Text excerpt
start

To realize this functionality, GDB is in fact executing the software, one
assembly instruction after another and recording relevant registers and
memory locations. This is a slow operation that can drastically change the
timing of process execution, and thus change the conditions that raise the
bug. To overcome this limitation, GDB can use available SoC IPs to
accelerate the operation. As per today, GDB has support for "Intel
Processor Trace" and " Branch Trace Store" IP on Intel processors.
ARM based SoCs have also IPs that can be used to assist process record,
namely CoreSight trace sources (ETM, PTM ..), trace links ( Funnels ...)
and trace sinks (ETB, ETR, TPIU...). They are now supported in Linux
kernel, through corresponding drivers and the extension of perf. A library
for decoding ETM traces (OpenCSD) is also available. The way is now paved
to bring acceleration of process record for ARM based SoC to GDB.
I am re-sending RFC and making it available as basis for discussions for
implementing this feature. it is also attached as text file
B.R.
Zied Guermazi
Non intrusive execution recording
for GDB using ARM CoreSight
Status of this Memo
This memo provides information for Linaro coresight and toolchain
communities.
Distribution of this memo is unlimited.
Abstract
A method of realizing execution recording in GDB in a non-intrusive way.
This method is based on the use of CoreSight hardware tracing, available on
ARM Cortex devices.
Table of Contents
1 Introduction
2 State of the art
3 Use cases
3.1 Self hosted debug monitor
3.2 Remote debug monitor
3.3 External debugger
4 Implementation needs
4.1 Self hosted debug monitor
4.2 Remote Debug monitor
4.3 External debugger
5 Remote protocol execution sequence
6 Remote protocol extensions
7 Solutions and alternatives .
7.1 Scope definition
7.2 CoreSight infrastructure exposure to the user
7.3 Parameters needed for parsing traces
1. Introduction
CoreSight technology offers a toolset for tracing the execution of a
program on a CPU, as well as routing the traces to an external trace port
analyzer or storing it in a dedicated internal memory. Those traces do not
affects system performance, and can be used as a record for program
execution.
GDB offers reverse debugging by recording program execution and storing
it. GDB offers either full record or program flow (branch) record. Records
can be replayed later-on for forwards or backwards debugging.
This request for comments is about realizing GDB record and replay
functionality using CoreSight technology. it presents typical use cases
and discuss different alternatives for realizing above mentioned feature.

end

Instructions to follow
Print, word for word, the stretch of the GDB execution-recording excerpt from "Zied Guermazi" through "memo is unlimited.".

Extracted entries
start

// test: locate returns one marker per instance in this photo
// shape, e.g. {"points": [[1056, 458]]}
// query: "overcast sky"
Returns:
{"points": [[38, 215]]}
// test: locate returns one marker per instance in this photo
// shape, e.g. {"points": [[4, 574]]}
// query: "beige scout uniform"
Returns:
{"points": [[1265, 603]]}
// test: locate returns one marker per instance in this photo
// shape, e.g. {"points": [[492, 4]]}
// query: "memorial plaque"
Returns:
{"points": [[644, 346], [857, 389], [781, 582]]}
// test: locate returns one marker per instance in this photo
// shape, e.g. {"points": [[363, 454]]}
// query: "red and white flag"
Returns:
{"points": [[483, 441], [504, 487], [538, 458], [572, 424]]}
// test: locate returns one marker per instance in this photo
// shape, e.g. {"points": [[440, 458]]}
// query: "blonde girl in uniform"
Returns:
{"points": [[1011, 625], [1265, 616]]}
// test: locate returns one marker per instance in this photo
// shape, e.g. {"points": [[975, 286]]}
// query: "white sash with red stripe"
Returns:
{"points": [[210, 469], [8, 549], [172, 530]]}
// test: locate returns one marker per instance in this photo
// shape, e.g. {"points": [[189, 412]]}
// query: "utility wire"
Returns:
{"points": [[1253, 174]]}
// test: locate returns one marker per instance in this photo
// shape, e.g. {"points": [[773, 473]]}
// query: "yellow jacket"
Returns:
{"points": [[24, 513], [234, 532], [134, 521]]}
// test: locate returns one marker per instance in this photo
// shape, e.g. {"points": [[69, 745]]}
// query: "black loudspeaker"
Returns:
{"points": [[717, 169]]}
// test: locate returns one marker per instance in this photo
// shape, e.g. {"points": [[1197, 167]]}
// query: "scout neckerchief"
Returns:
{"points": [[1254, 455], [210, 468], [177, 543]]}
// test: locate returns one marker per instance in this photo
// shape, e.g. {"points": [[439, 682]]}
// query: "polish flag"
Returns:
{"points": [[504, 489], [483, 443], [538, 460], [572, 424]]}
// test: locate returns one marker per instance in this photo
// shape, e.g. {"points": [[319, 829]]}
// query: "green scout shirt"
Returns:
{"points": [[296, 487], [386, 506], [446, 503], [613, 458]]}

end

Final result
Zied Guermazi
Non intrusive execution recording
for GDB using ARM CoreSight
Status of this Memo
This memo provides information for Linaro coresight and toolchain
communities.
Distribution of this memo is unlimited.